___ PROVIDED MATERIAL ___

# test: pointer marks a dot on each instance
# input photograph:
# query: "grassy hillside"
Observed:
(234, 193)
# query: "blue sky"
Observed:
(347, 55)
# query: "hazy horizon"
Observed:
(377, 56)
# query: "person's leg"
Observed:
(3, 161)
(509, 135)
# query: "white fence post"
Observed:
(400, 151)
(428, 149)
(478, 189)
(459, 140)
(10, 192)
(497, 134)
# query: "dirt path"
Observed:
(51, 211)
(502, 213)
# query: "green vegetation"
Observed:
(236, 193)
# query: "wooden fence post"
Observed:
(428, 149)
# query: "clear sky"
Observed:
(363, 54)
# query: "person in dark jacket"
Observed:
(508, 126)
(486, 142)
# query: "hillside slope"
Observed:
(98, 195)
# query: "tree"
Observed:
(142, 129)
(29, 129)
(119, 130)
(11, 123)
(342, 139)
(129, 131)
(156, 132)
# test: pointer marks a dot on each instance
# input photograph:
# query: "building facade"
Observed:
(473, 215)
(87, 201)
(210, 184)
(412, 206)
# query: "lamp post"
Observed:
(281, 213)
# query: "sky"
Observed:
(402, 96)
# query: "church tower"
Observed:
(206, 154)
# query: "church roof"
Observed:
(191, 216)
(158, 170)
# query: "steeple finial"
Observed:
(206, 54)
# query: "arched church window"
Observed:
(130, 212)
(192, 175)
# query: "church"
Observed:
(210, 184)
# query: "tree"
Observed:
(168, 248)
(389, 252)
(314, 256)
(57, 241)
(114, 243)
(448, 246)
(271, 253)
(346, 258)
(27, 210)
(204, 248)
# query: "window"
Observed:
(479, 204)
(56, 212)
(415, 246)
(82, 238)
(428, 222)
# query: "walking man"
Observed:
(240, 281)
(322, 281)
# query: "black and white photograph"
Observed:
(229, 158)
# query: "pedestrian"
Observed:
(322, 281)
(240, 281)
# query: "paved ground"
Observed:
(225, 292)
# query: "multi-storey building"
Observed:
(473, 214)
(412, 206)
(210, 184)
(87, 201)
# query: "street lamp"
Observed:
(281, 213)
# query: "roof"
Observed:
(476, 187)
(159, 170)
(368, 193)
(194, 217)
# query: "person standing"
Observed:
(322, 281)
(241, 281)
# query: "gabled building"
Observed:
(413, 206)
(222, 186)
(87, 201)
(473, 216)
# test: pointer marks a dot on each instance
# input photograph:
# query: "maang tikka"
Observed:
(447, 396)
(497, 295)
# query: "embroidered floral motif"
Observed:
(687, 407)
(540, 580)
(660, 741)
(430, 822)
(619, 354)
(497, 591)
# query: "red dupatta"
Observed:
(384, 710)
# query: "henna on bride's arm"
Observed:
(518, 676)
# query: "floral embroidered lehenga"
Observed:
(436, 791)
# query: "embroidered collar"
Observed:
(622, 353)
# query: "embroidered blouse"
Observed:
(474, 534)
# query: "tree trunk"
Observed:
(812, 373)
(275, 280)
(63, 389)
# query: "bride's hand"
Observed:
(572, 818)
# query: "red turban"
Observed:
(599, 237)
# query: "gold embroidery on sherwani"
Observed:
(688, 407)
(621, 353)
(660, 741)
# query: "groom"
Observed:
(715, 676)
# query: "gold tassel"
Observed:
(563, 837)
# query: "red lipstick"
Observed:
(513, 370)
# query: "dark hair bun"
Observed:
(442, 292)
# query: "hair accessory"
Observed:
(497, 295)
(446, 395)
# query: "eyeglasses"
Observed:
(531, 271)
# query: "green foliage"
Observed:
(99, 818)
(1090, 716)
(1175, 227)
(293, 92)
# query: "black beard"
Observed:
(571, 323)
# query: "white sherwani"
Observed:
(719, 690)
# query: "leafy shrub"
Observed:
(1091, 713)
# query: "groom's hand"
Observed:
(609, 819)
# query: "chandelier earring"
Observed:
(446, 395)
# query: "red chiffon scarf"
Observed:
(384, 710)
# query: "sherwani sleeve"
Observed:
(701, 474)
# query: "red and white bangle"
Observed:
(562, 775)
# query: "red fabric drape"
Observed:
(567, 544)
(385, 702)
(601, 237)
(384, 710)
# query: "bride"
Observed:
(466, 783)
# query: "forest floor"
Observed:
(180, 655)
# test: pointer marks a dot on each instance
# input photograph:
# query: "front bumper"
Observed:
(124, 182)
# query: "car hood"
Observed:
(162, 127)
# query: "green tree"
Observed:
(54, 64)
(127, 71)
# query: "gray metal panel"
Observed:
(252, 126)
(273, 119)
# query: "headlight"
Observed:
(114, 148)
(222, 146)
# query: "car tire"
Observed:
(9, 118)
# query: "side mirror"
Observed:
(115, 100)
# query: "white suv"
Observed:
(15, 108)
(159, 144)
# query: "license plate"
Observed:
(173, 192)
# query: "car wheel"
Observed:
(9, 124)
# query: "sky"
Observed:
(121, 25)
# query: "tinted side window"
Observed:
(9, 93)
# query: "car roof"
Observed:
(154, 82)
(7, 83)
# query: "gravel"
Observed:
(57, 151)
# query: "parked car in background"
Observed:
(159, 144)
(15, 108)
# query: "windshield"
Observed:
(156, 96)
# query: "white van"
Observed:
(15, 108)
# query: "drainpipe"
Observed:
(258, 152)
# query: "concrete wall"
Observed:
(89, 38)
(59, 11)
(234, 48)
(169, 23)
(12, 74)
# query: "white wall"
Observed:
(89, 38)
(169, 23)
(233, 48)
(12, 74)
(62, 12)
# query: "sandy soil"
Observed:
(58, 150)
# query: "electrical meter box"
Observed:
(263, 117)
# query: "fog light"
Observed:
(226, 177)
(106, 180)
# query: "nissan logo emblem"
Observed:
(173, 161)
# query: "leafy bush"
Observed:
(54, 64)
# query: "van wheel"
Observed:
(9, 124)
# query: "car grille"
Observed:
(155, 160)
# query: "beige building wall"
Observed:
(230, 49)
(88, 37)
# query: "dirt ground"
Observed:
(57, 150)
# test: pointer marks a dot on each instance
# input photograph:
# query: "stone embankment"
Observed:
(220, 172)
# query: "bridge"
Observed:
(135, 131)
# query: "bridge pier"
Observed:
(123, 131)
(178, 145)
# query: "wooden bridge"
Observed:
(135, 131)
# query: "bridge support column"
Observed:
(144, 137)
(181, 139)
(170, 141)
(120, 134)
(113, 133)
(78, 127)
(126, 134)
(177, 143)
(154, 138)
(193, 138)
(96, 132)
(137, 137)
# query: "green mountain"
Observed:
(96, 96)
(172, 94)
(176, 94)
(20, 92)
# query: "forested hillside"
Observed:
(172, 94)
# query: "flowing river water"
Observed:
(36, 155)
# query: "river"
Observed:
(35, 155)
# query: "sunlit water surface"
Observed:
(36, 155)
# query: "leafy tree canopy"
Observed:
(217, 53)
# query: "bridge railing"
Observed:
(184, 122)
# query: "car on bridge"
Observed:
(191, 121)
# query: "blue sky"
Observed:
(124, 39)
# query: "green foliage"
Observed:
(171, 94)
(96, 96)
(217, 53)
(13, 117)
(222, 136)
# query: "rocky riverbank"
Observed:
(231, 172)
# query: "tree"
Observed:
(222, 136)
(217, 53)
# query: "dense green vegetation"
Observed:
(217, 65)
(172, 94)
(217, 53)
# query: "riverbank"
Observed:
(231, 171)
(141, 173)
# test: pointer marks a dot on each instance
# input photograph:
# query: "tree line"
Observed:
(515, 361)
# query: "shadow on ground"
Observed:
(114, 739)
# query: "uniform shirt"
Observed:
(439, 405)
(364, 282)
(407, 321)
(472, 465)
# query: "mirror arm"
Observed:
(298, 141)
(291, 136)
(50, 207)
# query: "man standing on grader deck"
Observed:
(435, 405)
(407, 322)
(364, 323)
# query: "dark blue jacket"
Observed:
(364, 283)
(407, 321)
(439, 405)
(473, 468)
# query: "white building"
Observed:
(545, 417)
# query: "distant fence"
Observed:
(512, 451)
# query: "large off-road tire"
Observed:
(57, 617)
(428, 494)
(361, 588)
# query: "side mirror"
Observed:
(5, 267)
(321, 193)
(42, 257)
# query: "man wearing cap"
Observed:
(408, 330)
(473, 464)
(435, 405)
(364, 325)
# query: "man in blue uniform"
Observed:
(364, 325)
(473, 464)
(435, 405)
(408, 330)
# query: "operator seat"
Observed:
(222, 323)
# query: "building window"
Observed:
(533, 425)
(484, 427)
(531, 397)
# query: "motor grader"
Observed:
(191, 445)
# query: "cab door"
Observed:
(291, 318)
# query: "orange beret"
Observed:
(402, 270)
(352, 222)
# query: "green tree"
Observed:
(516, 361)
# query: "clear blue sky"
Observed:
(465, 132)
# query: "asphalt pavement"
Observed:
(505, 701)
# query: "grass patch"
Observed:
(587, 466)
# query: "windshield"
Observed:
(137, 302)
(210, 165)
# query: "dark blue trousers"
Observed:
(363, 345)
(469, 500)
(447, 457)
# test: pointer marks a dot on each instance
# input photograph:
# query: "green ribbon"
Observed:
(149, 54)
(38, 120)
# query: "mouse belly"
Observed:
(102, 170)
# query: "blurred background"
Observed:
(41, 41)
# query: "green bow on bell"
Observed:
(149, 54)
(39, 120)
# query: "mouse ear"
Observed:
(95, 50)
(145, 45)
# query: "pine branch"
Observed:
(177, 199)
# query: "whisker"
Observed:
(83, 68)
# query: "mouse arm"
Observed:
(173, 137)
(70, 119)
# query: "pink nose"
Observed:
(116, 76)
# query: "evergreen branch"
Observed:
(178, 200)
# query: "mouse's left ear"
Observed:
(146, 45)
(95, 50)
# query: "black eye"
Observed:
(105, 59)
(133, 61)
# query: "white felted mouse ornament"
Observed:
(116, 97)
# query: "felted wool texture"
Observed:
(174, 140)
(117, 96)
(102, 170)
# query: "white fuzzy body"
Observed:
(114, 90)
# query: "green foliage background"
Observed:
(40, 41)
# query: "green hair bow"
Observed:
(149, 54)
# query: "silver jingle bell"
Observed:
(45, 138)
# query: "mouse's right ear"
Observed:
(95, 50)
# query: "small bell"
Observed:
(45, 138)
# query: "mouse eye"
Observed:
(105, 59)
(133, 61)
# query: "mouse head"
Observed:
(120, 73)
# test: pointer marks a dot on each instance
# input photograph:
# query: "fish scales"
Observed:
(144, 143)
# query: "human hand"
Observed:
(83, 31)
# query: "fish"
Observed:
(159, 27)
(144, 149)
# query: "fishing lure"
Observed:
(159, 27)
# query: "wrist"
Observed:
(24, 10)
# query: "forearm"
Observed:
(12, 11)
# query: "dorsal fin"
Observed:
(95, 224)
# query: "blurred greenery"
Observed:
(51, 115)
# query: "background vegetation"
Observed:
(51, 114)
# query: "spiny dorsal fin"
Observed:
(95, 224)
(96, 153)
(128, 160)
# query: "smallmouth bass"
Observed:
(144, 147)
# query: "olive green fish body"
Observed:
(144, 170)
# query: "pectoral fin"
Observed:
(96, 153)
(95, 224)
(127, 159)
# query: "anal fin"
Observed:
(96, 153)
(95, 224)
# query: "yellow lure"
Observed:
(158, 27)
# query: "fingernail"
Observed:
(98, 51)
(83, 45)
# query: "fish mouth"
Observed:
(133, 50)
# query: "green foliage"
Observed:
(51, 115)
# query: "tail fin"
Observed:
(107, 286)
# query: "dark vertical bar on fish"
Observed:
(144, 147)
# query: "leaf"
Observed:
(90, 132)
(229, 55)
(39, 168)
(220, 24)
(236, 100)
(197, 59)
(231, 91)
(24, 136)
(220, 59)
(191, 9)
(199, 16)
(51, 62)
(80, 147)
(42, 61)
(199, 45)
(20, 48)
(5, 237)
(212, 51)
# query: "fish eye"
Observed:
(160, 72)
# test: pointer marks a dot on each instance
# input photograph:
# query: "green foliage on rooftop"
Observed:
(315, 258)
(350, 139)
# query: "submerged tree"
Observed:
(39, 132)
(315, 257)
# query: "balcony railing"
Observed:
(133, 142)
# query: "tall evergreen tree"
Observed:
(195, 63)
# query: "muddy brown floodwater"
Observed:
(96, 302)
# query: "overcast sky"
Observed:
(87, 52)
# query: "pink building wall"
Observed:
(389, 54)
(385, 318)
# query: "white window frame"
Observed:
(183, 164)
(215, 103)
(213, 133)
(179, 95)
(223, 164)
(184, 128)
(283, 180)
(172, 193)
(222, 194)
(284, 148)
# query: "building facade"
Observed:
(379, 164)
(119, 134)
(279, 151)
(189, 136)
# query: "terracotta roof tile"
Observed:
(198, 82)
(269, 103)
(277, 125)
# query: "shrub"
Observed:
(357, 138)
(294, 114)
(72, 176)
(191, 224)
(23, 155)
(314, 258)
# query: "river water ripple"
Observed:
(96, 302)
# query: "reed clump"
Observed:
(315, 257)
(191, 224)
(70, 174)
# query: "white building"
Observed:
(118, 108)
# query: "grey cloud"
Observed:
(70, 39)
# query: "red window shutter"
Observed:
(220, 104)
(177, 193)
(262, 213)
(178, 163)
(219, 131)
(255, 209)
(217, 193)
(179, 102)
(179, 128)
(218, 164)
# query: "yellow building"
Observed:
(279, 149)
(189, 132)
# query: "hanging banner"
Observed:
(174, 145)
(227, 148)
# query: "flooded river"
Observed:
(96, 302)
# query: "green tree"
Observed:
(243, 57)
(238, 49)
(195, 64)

___

• TASK TO CARRY OUT: Copy every line from the data that includes the string "window".

• TASK RESPONSE:
# query: "arched church window"
# query: "window"
# query: "tinted side window"
# query: "building window"
# query: "white window frame"
# query: "red window shutter"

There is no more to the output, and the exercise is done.